Source text:
================

The original cast was as follows:
- Jack Sheppard – Nellie Farren
- Thames Darrell – Mathilde Wadman
- Blueskin – David James
- Jonathan Wild – Fred Leslie
- Sir Rowland Trenchard – Mr. Odell
- Abraham Mendez – F. Wood
- Mr. Kneebone – Willie Warde
- Mr. Wood – Mr. Guise
- Captain Cuff – Emily Duncan
- Shotbolt – Miss Ross
- Marvel – Miss Raines
- Ireton – Emily Robina
- Quilt Arnold – Miss Handley
- Little Gog – Miss Pearce
- Little Magog – Miss Tyler
- Mrs. Sheppard – Harriet Coveney
- Winifred Wood – Marion Hood
- Edgworth Bess – Bessie Sanson
- Polly Stanmore – Sylvia Grey
- Kitty Kettleby – Miss Eunice
Chorus of Peasants, Janissaries, Blueboys, Jacobites, Bridesmaids and Soldiers

==Musical numbers==
The musical numbers were composed by Meyer Lutz, except as otherwise indicated:
- If you take into your head (Duet) – Florian Pascal
- Winifred Wood – Pascal
- A Fairy Tale (Duet) – Hamilton Clarke
- There once was a time, my darling – Alfred Cellier
- Farewell to Old England
- Polyglot Duet
- Keep the ball a-rolling (Quintet)
- Chorus and march of Janissaries – Pascal
- Jonathan Wild – Arthur Cecil
- Jack's alive 'O
- They call me the Belle of Dollis Hill – Pascal
- You mustn't believe all you hear
- Silver star – Pascal
- Leave the whole business to me (Trio)
- Botany Bay – Pascal
- All nations (Duet)

================

Data shown:
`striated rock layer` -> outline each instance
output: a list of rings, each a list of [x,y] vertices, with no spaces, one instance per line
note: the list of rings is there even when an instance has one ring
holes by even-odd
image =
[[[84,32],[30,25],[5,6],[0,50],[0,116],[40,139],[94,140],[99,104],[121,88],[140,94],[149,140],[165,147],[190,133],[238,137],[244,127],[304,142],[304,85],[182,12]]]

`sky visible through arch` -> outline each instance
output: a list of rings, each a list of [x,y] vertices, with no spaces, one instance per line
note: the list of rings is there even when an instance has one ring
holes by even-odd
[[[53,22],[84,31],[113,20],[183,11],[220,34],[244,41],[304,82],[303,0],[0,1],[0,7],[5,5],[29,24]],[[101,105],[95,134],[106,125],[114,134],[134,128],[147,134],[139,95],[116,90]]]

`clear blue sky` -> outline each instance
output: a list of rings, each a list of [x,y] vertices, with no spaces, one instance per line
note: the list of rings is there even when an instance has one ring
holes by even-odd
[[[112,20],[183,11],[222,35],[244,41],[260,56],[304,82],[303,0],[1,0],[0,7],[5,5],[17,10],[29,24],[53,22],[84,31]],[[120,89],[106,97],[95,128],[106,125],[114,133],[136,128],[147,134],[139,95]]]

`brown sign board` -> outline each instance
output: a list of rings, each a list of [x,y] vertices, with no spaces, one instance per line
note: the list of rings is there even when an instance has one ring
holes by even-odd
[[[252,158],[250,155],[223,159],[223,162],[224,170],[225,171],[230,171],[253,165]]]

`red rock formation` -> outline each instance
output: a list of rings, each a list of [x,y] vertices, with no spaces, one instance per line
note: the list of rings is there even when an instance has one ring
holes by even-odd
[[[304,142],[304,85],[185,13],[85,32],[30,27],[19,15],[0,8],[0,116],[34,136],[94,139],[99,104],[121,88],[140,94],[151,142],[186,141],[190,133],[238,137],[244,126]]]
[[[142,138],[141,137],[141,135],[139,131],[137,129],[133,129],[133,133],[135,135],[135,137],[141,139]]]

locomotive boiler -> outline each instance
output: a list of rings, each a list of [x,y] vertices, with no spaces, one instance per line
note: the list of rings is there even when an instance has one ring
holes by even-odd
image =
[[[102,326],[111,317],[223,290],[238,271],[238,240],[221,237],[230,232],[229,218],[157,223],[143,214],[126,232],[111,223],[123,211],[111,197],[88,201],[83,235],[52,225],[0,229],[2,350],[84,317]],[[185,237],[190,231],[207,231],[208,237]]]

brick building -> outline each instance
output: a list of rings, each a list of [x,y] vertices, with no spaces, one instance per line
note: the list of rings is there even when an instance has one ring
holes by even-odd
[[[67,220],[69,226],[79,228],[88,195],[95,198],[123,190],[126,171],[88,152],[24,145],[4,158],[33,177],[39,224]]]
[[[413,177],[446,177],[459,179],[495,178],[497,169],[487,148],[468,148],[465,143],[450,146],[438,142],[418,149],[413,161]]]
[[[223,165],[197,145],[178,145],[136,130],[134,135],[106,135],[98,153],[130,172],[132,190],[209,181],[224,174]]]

================

Work instructions:
**a.** Summarize the cast and song list in two sentences.
**b.** Extend the cast and song list beyond its final entry.
The listing is not needed for this work.

Answers to the exercise:
**a.** The original cast included Nellie Farren as Jack Sheppard, Fred Leslie as Jonathan Wild and David James as Blueskin, along with a chorus of peasants, Janissaries, Blueboys, Jacobites, bridesmaids and soldiers. Meyer Lutz composed the musical numbers except where another composer is named, and those others are Florian Pascal, Hamilton Clarke, Alfred Cellier and Arthur Cecil.

**b.**
- Chorus of Peasants and Bridesmaids

==Critical reception==
The Era praised the production and the music for their unusual refinement, but found the libretto inadequate: "Messrs. Stephens and Yardley … have aimed at decorum, and succeeded in hitting dulness." The paper went so far as to write of "the vapid, wishy-washy, flatulent quality of the stuff they have manufactured between them." Nonetheless, the music, the staging and the performances adequately compensated, and made it "a capital evening's entertainment." Other critics, including that of The Theatre, were more favourably disposed towards the libretto, and in agreement with The Era about the excellence of the music, the production and the performers. The Graphic wrote, "A company equally strong for the representation of pieces of this class has rarely if ever been assembled. ... A prettier spectacle to behold, from the opening rustic ballet down to the marvellous scenic changes of the escape from Newgate, is certainly nowhere to be seen."